**Directive:**
Output the lines below as a JSON list of strings, one string per line, from the start of the records through the line containing "x=21, y=419", with both ends included and blank lines omitted.

Stored data entries:
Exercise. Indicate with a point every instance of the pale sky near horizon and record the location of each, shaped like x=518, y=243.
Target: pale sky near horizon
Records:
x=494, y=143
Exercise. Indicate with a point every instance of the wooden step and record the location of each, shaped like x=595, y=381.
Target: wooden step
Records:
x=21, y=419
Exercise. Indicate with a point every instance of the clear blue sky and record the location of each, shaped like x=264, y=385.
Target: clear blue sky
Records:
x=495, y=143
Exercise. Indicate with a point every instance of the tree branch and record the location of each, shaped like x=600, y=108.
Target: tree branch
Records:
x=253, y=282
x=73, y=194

**Response to the task:**
[
  "Exercise. Indicate with a point every instance of the pale sky near horizon and record the location of each, shaped like x=518, y=243.",
  "Target: pale sky near horizon",
  "Records:",
  "x=494, y=143",
  "Exercise. Indicate with a point every instance of the wooden step and record the location of each, shaped like x=595, y=381.",
  "Target: wooden step",
  "Records:",
  "x=21, y=419"
]